- **TASK STATEMENT**
Quote all of the data that follows exactly as written, skipping the images.

(Stored records)
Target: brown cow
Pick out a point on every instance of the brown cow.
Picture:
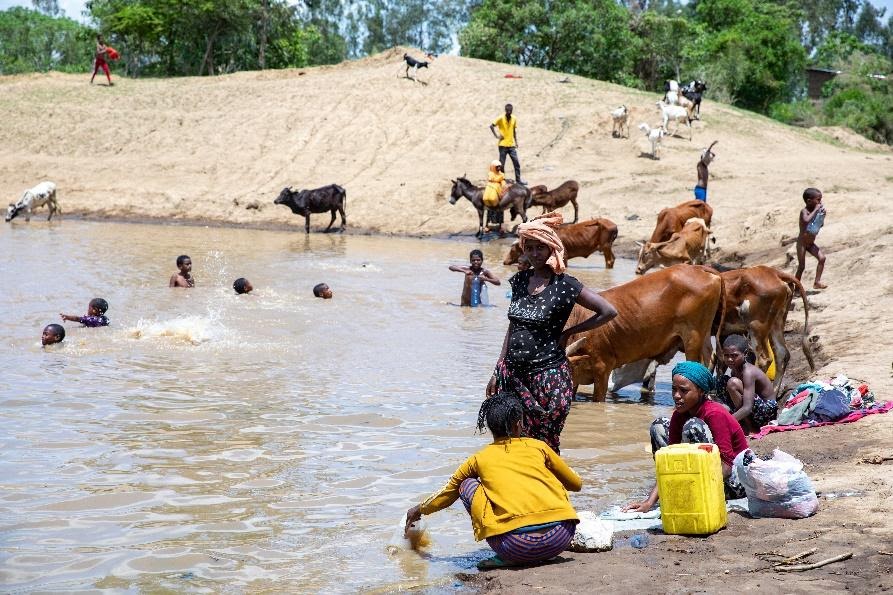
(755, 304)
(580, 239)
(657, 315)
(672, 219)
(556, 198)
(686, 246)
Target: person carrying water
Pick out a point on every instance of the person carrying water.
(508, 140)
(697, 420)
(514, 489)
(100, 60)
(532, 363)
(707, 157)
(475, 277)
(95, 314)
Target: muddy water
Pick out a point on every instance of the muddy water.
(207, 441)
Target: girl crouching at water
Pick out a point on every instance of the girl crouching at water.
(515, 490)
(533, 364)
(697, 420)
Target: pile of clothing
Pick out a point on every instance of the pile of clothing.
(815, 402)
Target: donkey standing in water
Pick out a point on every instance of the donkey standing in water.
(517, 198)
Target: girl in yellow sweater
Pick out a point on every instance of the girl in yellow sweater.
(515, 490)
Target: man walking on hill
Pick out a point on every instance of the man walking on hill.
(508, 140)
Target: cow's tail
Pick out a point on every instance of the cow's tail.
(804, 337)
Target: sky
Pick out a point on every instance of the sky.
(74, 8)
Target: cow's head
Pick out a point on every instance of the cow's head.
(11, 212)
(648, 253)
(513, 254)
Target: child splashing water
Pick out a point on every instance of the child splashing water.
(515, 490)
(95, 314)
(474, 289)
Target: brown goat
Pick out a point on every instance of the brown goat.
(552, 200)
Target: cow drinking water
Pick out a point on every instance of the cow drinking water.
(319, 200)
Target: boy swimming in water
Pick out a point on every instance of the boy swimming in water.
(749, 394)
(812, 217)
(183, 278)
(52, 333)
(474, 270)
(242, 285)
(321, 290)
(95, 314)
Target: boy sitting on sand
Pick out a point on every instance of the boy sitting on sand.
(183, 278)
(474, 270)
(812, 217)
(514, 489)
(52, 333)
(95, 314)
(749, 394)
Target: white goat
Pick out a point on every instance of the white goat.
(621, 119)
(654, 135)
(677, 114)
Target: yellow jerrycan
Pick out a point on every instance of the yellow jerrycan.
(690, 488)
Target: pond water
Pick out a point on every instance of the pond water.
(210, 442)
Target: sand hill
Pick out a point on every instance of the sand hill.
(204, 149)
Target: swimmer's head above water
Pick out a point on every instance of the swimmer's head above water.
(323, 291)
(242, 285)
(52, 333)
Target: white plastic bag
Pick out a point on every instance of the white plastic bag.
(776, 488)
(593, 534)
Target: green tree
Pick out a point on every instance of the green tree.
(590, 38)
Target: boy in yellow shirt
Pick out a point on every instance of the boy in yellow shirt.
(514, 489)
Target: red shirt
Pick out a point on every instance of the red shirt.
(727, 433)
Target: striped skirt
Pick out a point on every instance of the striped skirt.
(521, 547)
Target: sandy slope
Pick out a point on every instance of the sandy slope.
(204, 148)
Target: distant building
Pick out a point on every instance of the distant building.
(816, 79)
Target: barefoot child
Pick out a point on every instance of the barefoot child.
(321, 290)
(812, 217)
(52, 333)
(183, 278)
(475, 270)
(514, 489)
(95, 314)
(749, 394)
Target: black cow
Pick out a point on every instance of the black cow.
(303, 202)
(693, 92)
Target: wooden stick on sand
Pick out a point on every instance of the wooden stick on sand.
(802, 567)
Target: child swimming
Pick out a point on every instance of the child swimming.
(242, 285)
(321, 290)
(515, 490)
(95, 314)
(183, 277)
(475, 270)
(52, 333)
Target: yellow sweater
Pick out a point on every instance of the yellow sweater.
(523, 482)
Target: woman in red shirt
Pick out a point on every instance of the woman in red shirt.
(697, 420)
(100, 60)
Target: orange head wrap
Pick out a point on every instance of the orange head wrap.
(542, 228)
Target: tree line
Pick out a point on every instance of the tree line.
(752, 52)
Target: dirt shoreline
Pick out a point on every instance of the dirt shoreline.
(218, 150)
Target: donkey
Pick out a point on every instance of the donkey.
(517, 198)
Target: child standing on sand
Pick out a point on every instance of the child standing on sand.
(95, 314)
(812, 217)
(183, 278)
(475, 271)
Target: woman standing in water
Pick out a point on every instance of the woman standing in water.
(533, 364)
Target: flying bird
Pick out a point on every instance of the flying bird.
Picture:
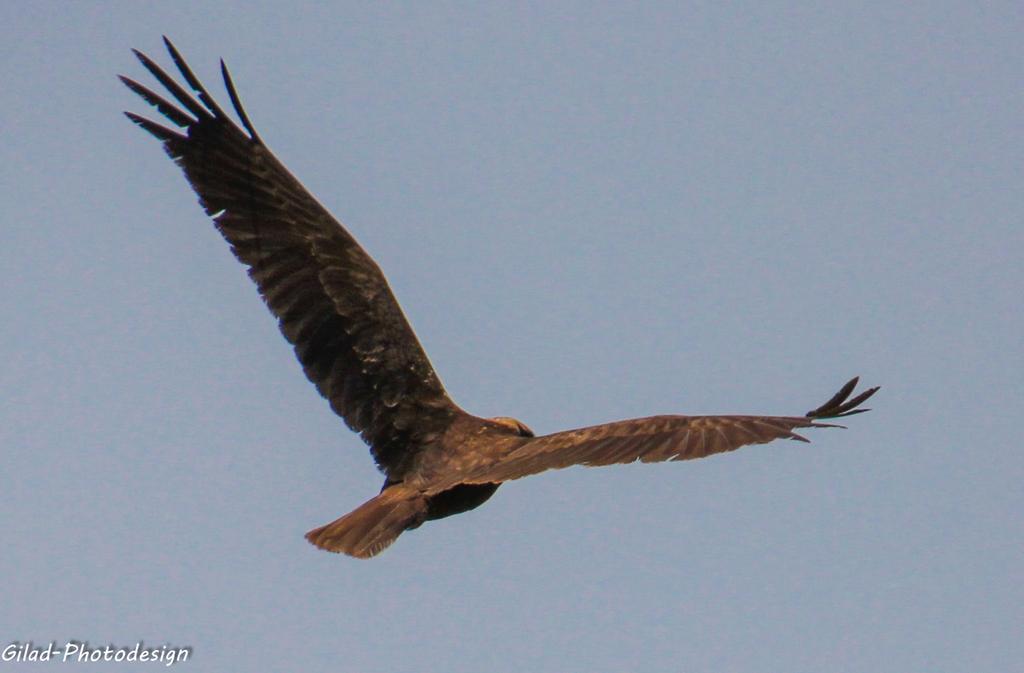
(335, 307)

- **COMPLETED EXERCISE**
Target: brown cow
Pick out a point on every instance of the brown cow.
Picture:
(755, 304)
(580, 239)
(657, 315)
(672, 219)
(556, 198)
(686, 246)
Target: person carrying water
Pick out a point on every instance of the person carrying water.
(508, 140)
(697, 420)
(514, 489)
(100, 60)
(532, 363)
(707, 157)
(475, 277)
(95, 314)
Target: muddy water
Pick out a point on every instance of the muddy water.
(207, 441)
Target: girl crouching at water
Pick out a point on every instance of the girl crouching at water.
(515, 490)
(533, 364)
(697, 420)
Target: pile of clothing
Pick out a point on every instance of the pile of clothing.
(815, 402)
Target: donkey standing in water
Pick out a point on every instance of the donkey standing in water.
(517, 198)
Target: girl in yellow sweater
Pick out a point on every instance of the girl in yellow sweater.
(515, 490)
Target: man walking on hill
Pick out a point on every instance of the man walking on hill.
(508, 140)
Target: cow's tail
Pick out a point on every instance of the cow's tail.
(804, 337)
Target: sky
Pick out a point on every instance of the sky.
(74, 8)
Target: cow's head
Pick out a point on every instance of the cow's head.
(11, 212)
(648, 253)
(513, 254)
Target: child splashing water
Pick out a point on every instance of the child splashing water.
(515, 490)
(95, 314)
(474, 289)
Target: brown goat
Pick out a point on every instance of the brown goat.
(552, 200)
Target: cow drinking water
Pick out a point on every instance of the cow drinking water.
(319, 200)
Target: boy swimming in water
Pick out a point on every instance of the boy swimming in water.
(749, 394)
(812, 217)
(183, 278)
(52, 333)
(474, 270)
(242, 285)
(321, 290)
(95, 314)
Target: boy sitting on sand
Pick out a point on every instance of the boy sitting on sand.
(183, 278)
(474, 270)
(812, 217)
(514, 489)
(52, 333)
(95, 314)
(749, 394)
Target: white goat
Pick out a point on every instance of the white goat.
(621, 119)
(654, 135)
(677, 114)
Target: yellow jerrycan
Pick out a point on every instance of the yellow jerrycan.
(690, 488)
Target: pond water
Pick out a point on every instance of the pond water.
(210, 442)
Target: sand hill
Pick out a point on every instance of the sand hill.
(204, 149)
Target: swimmer's head above water
Pick out a point on every instance of the swimmer's head above water.
(323, 291)
(242, 285)
(52, 333)
Target: white plastic bag
Pick out a point on every instance of the white plastic bag.
(776, 488)
(593, 534)
Target: green tree
Pick out a point on every instance of the green tree.
(590, 38)
Target: boy in yellow shirt
Pick out a point on every instance of the boy in yellow shirt.
(514, 489)
Target: red shirt
Pick out a point on every instance of the red shirt.
(727, 433)
Target: striped skirt
Pick out a point on every instance of the striped skirt.
(521, 547)
Target: sandy slope
Pick out a point on every instance of the sandy slope.
(204, 148)
Target: distant building
Pick out a point on every instance of the distant building.
(816, 79)
Target: barefoot child
Pick out a point on every instance of the barefoot child.
(321, 290)
(812, 217)
(52, 333)
(183, 278)
(475, 270)
(514, 489)
(95, 314)
(749, 394)
Target: black cow
Pick out a point on every instance of the black cow.
(303, 202)
(693, 92)
Target: wooden stick on sand
Pick out a point on every instance of the wooden stick on sand.
(802, 567)
Target: child swimming
Pick out a point on every instance of the child swimming.
(242, 285)
(321, 290)
(515, 490)
(95, 314)
(183, 277)
(475, 270)
(52, 333)
Target: yellow sweater
Pick out a point on every instance of the yellow sweater.
(523, 482)
Target: woman in red shirt
Pick out a point on every instance of the woman in red shirt.
(697, 420)
(100, 60)
Target: orange head wrap
Pick out a point on every instance of the orange head wrap.
(542, 228)
Target: tree line
Pick out a point on every instance of the tree line.
(752, 52)
Target: dirt shoreline
Pick out a point on every instance of the dirt shoreline.
(218, 150)
Target: donkey
Pick out a point on every instance of the donkey.
(517, 198)
Target: child standing on sand
Pick out a point on every instance of the child standing on sand.
(95, 314)
(812, 217)
(183, 278)
(475, 271)
Target: woman standing in water
Pick out a point on every instance of the woman standing in water.
(533, 364)
Target: flying bird
Pick out a point on every instance of the flying bird.
Picture:
(335, 307)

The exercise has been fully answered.